List every person the book description below names as a writer of the book's accompanying texts.
--- start of DOCUMENT ---
Editors: Andrea Gassner, Reinhard Gassner / Atelier Gassner
Publisher: Sonderzahl
Year: 2017
Length: 288 pages
Language: German, English
ISBN:  978-3-85449-468-3
Price: 44,- Euro

This book is more than just a corporate publishing project. On a total of 288 pages it not only shows the exciting results of work carried out over the last 20 years but also presents in a highly impressive way the paths and processes that led to these results. The book describes the work of the Atelier, which has achieved recognition beyond the region, along with the design approaches taken and the consistent orientation on the contents and the communication aims. The 15 projects presented illustrate spatial and graphic design that focuses on applied communication – book design and scenography, signage and facade graphics.

The book itself is a testimony to the creative work. The cover recalls a concrete façade graphic design on the theme of skin and surface and surprises our perception in that it shows what first becomes visible through the relationship between two different surfaces. The challenge of presenting the medium book in a book is successfully met by, on the one hand, placing the illustrations on the pages almost as facsimiles so that, for the viewer, a further interference between reality and representation develops. On the other hand the “filmic” sequence of the wrap and the dramaturgy of the book’s design are shown at a single glance in miniature illustrations. The descriptions provide information about the various design approaches taken by the team, about interesting sources, and about different ways of engaging with the creative process. Alberto Alessi, Walter Bohatsch, Köbi Gantenbein, Otto Kapfinger and Roland Jörg wrote the accompanying texts.

Architect Alberto Alessi writes in his essay: “The work of Atelier Gassner is a demonstration of this deeper spatial perception. The goal of their work is to convey a value and not just formal results.”
--- end of DOCUMENT ---
--- start of RAW DATA ---
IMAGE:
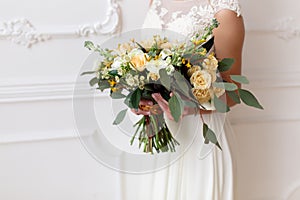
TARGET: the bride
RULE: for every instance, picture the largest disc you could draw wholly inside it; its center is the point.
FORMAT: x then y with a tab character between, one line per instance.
210	177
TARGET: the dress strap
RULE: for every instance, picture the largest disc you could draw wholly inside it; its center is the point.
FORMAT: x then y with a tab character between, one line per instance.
233	5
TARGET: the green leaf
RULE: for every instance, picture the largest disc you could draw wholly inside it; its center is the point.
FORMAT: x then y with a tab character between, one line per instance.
127	100
183	86
165	79
120	117
113	72
90	45
239	79
103	84
141	47
210	136
196	59
176	106
233	95
249	99
225	64
117	95
135	98
88	72
190	104
226	86
220	105
93	81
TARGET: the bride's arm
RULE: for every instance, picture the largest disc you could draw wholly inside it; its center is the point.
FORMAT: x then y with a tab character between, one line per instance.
229	39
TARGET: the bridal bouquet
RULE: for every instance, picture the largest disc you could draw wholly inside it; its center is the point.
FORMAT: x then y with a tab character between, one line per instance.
186	74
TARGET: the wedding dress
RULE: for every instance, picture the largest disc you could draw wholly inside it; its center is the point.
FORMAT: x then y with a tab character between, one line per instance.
201	172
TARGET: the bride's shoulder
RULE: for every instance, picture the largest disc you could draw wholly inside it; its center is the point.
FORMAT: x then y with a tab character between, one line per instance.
219	5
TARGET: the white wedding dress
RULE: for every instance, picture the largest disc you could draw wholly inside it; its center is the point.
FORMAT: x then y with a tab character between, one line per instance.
201	172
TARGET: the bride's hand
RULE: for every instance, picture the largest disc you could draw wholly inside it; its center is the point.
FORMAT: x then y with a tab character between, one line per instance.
164	105
144	107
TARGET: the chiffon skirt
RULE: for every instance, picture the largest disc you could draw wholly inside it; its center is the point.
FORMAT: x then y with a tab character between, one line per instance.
199	172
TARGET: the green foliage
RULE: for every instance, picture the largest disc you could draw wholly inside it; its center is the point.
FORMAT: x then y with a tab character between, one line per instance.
239	79
233	95
249	99
93	81
225	64
120	117
226	86
210	136
165	79
176	106
220	105
88	72
117	95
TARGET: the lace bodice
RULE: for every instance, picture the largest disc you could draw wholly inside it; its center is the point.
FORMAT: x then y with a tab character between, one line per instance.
186	16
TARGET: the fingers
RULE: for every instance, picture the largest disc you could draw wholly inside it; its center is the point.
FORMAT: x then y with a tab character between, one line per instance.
163	104
161	101
144	107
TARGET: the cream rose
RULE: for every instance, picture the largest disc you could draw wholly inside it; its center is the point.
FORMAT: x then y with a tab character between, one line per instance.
139	62
203	96
210	63
153	76
213	75
201	80
218	91
166	45
123	48
193	70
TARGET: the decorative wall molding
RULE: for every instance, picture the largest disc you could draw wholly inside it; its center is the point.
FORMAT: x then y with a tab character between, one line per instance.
--- end of RAW DATA ---
**FINAL RESULT:**
Alberto Alessi
Walter Bohatsch
Köbi Gantenbein
Otto Kapfinger
Roland Jörg